-- Brief --
Retype the listing that follows, exactly as written.

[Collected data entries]
** begin **

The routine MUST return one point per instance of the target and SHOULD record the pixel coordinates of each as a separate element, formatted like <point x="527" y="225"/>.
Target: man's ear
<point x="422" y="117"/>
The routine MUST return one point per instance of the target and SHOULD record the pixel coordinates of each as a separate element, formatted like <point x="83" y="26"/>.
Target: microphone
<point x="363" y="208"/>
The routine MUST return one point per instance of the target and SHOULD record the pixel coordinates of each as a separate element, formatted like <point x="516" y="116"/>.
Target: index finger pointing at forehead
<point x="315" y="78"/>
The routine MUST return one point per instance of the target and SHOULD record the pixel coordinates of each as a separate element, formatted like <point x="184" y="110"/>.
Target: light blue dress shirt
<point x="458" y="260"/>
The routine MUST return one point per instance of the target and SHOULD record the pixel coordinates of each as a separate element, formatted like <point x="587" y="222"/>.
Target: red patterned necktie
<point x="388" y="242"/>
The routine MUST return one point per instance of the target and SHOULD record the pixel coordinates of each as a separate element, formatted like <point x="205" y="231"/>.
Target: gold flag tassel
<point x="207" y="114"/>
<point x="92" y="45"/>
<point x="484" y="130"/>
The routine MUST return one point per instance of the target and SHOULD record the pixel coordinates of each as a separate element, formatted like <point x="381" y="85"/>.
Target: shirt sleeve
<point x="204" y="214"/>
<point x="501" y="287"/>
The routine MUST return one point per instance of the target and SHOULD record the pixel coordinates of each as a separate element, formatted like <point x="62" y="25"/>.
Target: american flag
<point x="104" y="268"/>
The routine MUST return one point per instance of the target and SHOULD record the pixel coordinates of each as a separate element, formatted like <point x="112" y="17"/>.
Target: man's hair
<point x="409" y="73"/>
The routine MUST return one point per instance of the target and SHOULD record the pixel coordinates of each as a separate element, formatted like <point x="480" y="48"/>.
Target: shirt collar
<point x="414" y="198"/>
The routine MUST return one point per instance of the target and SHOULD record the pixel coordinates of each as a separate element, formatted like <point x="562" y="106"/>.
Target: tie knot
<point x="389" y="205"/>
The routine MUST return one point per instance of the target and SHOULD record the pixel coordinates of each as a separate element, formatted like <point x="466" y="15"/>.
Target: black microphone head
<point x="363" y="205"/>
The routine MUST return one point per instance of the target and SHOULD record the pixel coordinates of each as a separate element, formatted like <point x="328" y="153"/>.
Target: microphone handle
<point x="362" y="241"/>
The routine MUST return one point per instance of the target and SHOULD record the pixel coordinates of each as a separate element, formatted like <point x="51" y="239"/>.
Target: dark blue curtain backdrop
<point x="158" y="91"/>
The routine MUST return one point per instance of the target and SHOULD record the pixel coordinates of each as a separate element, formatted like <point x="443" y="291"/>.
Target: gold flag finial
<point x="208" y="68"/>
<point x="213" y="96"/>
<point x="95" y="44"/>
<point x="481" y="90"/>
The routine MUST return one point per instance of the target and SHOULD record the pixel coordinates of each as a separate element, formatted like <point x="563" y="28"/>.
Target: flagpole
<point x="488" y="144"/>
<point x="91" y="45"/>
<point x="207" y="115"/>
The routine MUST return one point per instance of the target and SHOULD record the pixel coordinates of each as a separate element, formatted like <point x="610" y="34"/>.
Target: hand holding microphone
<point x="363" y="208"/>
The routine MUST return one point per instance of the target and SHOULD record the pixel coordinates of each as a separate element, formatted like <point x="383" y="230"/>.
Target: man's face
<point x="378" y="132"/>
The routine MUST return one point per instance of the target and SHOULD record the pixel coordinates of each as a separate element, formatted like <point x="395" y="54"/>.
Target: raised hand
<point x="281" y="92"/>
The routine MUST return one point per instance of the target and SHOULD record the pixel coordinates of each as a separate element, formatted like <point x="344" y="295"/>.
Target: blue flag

** end **

-- Expected answer --
The routine MUST return one point per instance of the target and SHOULD record the pixel coordinates of each as a separate element, formatted like <point x="527" y="225"/>.
Target: man's ear
<point x="422" y="117"/>
The routine MUST return one point per instance of the target and SHOULD record the pixel coordinates of each as a separate element, formatted like <point x="83" y="26"/>.
Target: microphone
<point x="363" y="208"/>
The routine MUST return one point per instance of the target and SHOULD record the pixel coordinates of each as a separate element, formatted like <point x="516" y="116"/>.
Target: index finger pointing at forehead
<point x="315" y="78"/>
The routine MUST return one point per instance of the target and SHOULD record the pixel coordinates of each as a separate element, formatted like <point x="184" y="110"/>.
Target: light blue dress shirt
<point x="458" y="260"/>
The routine MUST return one point per instance of the target and SHOULD record the pixel coordinates of each as a separate element, formatted like <point x="587" y="222"/>.
Target: red patterned necktie
<point x="388" y="242"/>
The routine MUST return one point per instance of the target and SHOULD record the pixel coordinates of each as a separate element, formatted like <point x="205" y="231"/>.
Target: gold flag tassel
<point x="207" y="114"/>
<point x="92" y="45"/>
<point x="484" y="130"/>
The routine MUST return one point per instance of the target and SHOULD record the pixel coordinates of each as a separate element, formatted like <point x="381" y="85"/>.
Target: shirt sleeve
<point x="204" y="214"/>
<point x="501" y="287"/>
The routine MUST return one point per instance of the target and SHOULD record the pixel coordinates of each as a separate element, formatted like <point x="62" y="25"/>.
Target: american flag
<point x="104" y="268"/>
The routine MUST return one point per instance of the target and SHOULD record the pixel coordinates of each as a separate element, formatted like <point x="112" y="17"/>.
Target: man's hair
<point x="409" y="73"/>
The routine MUST return one point per instance of the target and SHOULD record the pixel coordinates of each as a separate element, formatted like <point x="480" y="48"/>.
Target: shirt collar
<point x="414" y="198"/>
The routine MUST return one point per instance of the target and SHOULD record the pixel coordinates of each as a separate element, formatted like <point x="562" y="106"/>.
Target: tie knot
<point x="389" y="205"/>
The routine MUST return one point per instance of the target and SHOULD record the pixel coordinates of each as a separate element, formatted like <point x="466" y="15"/>.
Target: black microphone head
<point x="363" y="205"/>
The routine MUST return one point per instance of the target and SHOULD record the pixel coordinates of each as a separate element, formatted like <point x="328" y="153"/>.
Target: microphone handle
<point x="362" y="241"/>
The routine MUST return one point per instance of the target and SHOULD record the pixel coordinates of each as a separate element, formatted like <point x="51" y="239"/>.
Target: dark blue curtain backdrop
<point x="158" y="91"/>
The routine MUST return one point per instance of the target and SHOULD record the pixel coordinates of each as a separate element, formatted like <point x="443" y="291"/>.
Target: gold flag finial
<point x="208" y="68"/>
<point x="213" y="96"/>
<point x="95" y="44"/>
<point x="481" y="90"/>
The routine MUST return one point per instance of the target and SHOULD record the pixel coordinates of each as a separate element, formatted like <point x="563" y="28"/>.
Target: flagpole
<point x="488" y="144"/>
<point x="91" y="45"/>
<point x="207" y="115"/>
The routine MUST return one point per instance of the target and SHOULD record the pixel coordinates of each as a separate element, formatted like <point x="610" y="34"/>.
Target: hand holding microphone
<point x="363" y="208"/>
The routine MUST return one point per instance of the target and SHOULD record the pixel coordinates of each as a separate element, formatted like <point x="383" y="230"/>.
Target: man's face
<point x="378" y="132"/>
The routine MUST return one point per instance of the target and SHOULD record the pixel coordinates of each as a separate element, formatted like <point x="395" y="54"/>.
Target: raised hand
<point x="281" y="92"/>
The routine MUST return one point per instance of the target and SHOULD record the pixel coordinates of each as a separate element, formatted like <point x="344" y="295"/>.
Target: blue flag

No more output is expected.